▶ PROBLEM STATEMENT:
Transcribe everything in the BigQuery overview from "Big Query is" down to "amount of data)".

▶ DOCUMENT SECTION:
In Google Cloud, one can build Machine Learning models straight into BigQuery, using SQL! Through this module, we will create Demand forecasting models using BigQuery ML.

Introduction to BigQuery

BigQuery is an easy to use Data Warehouse. It’s a petabyte-scale fully-managed service, and has several advantages :

it’s serverless
it offers flexible pricing models
data encryption and security for regulatory requirements (restrictions on columns and row visibility
geospatial data types and functions
foundation for BI and AI

It’s a common workload to prototype ML models rapidly, and it is the bridge for data analysts and all users to your data.

Big Query is essentially both a fast SQL query engine (BigQuery Query Service), and a managed storage for datasets (BigQuery Storage Service). Both services are fully managed and linked by a Petabit network.

The storage service relies on Google Colossus file storage system. This storage system also powers Google Photos for example. This storage service can do both :

bulk data ingestions (huge amount of data)
and streaming data ingestion (real-time data)

To launch a Query service, you can do it :

through the command line
through the WebUI
through 7 REST APIs

The Query Service runs interactive or batch queries. It can connect to CSV files in Cloud Storage, but also to other services through connectors (Cloud Dataproc or Google Sheets for example).

Both services run together to optimize the syntax of the SQL query that is running.

BigQuery offers free monthly processing for up to 1TB.

▶ PROVIDED MATERIAL:
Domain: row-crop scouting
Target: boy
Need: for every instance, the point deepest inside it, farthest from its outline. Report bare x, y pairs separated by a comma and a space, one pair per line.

==

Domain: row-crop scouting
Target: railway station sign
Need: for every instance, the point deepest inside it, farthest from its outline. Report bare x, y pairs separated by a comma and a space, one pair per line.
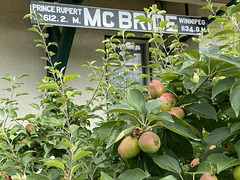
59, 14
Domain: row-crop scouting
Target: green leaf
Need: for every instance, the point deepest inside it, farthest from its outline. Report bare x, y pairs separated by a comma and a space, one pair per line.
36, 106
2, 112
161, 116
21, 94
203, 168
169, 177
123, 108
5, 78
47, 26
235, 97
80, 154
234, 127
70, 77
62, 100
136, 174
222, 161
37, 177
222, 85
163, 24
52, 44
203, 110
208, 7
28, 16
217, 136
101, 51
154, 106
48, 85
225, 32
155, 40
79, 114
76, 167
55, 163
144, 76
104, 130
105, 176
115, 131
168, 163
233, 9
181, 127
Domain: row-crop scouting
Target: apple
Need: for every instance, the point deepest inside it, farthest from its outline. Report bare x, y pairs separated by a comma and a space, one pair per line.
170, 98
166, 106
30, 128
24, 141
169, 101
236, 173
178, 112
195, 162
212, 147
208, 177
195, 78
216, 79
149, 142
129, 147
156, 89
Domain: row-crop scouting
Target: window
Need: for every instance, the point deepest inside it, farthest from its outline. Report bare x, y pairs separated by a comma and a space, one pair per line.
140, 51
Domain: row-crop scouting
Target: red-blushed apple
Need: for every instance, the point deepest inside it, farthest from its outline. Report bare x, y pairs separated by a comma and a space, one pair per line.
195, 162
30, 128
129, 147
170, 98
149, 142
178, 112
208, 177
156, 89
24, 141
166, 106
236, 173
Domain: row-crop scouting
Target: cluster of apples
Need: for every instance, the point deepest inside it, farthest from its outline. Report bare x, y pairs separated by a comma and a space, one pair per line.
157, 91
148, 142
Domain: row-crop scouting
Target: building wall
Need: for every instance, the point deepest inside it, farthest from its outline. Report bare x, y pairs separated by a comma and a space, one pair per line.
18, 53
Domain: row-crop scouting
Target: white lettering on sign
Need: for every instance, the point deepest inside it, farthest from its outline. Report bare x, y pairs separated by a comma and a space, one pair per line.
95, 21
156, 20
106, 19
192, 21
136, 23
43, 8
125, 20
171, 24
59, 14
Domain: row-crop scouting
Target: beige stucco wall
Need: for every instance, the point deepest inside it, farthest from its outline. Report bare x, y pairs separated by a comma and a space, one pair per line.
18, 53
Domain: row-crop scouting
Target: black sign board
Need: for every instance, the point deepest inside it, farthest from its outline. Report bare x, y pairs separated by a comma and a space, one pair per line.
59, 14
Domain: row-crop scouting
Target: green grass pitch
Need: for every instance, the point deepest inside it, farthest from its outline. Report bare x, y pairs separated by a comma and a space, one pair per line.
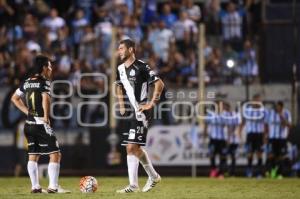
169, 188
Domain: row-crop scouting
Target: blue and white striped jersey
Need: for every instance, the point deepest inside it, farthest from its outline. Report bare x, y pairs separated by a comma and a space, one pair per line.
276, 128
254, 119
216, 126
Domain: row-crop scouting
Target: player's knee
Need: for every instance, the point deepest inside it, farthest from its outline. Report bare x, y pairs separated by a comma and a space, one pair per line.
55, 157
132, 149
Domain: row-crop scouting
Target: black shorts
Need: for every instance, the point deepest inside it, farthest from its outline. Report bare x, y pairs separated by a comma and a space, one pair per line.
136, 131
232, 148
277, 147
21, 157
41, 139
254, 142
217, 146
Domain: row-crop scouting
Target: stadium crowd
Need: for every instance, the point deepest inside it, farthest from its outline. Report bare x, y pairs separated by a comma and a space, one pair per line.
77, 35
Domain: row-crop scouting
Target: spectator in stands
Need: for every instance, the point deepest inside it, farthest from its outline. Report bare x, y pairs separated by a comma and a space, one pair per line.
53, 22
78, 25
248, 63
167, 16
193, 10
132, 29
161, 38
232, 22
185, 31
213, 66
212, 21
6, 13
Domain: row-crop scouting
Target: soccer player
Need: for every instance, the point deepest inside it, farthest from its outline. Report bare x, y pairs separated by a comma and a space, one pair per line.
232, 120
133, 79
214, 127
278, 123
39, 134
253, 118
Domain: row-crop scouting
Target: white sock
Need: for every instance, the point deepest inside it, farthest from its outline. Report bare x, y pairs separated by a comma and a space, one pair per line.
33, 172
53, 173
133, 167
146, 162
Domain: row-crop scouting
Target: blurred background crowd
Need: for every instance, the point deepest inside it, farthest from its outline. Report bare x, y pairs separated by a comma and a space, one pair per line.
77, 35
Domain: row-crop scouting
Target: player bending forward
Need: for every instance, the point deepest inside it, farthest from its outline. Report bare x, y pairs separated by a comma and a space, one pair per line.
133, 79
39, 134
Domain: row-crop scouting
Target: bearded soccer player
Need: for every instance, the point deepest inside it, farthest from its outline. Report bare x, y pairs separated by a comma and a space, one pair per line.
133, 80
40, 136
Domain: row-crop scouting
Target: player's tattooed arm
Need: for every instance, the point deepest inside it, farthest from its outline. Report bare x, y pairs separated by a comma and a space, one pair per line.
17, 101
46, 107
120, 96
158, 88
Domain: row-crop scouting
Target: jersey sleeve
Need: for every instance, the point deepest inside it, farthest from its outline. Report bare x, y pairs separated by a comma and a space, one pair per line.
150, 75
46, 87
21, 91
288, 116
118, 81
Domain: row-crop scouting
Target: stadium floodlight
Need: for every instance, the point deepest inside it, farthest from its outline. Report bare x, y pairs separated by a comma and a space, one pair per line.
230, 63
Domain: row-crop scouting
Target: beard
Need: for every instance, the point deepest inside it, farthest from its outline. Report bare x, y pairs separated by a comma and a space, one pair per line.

* * *

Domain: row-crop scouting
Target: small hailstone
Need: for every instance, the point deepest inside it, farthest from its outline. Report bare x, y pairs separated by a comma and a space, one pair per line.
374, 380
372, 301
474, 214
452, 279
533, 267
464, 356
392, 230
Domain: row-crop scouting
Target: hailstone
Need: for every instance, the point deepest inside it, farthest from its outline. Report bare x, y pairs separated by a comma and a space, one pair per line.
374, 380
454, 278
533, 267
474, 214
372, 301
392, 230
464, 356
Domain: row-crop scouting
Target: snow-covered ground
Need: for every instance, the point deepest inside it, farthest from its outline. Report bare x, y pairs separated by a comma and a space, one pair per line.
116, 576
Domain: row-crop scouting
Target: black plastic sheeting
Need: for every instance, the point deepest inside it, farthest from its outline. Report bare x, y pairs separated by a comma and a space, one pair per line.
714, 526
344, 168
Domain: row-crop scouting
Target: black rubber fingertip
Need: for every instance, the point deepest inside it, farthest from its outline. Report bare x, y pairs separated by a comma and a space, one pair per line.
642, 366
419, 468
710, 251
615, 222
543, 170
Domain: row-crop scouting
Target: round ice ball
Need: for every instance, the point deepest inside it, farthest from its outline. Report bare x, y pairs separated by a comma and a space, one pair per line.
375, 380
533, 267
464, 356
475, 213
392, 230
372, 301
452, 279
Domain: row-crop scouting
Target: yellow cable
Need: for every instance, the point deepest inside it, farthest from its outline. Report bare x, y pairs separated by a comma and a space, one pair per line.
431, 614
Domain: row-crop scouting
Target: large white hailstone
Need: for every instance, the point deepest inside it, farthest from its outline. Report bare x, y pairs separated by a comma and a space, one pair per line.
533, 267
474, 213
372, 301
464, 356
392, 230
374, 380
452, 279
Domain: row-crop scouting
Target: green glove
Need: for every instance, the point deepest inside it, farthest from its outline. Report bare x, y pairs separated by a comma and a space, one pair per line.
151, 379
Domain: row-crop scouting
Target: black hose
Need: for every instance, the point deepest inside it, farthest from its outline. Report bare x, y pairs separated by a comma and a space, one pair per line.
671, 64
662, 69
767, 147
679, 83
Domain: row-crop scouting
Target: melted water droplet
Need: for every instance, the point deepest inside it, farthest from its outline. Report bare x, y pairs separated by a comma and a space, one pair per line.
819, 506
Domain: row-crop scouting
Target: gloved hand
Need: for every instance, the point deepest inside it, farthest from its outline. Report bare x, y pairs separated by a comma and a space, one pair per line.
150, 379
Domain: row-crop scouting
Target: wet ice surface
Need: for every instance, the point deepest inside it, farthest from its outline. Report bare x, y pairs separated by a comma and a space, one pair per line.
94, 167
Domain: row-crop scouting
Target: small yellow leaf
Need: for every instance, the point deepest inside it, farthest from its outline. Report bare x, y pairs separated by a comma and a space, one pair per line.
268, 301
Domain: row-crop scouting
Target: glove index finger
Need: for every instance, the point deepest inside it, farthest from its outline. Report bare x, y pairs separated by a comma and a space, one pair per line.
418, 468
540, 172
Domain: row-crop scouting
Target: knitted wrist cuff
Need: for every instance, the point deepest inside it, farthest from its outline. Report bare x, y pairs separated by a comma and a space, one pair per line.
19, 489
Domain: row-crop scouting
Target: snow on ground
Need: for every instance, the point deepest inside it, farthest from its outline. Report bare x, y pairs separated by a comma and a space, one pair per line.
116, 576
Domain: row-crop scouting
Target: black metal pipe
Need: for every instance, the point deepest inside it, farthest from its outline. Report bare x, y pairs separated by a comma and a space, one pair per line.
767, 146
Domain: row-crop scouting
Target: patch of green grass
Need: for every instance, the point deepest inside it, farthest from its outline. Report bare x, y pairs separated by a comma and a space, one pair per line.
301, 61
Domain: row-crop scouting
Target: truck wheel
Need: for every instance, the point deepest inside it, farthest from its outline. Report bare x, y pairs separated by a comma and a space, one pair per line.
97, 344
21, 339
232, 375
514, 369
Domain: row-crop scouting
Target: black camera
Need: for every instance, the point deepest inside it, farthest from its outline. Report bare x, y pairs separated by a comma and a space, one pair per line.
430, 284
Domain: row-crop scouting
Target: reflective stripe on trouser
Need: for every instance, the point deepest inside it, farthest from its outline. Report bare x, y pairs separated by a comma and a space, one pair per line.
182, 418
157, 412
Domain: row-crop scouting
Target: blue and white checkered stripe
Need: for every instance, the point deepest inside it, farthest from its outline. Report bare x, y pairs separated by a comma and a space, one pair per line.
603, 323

▶ SOLUTION TO THE PROBLEM:
Big Query is essentially both a fast SQL query engine (BigQuery Query Service), and a managed storage for datasets (BigQuery Storage Service). Both services are fully managed and linked by a Petabit network.

The storage service relies on Google Colossus file storage system. This storage system also powers Google Photos for example. This storage service can do both :

bulk data ingestions (huge amount of data)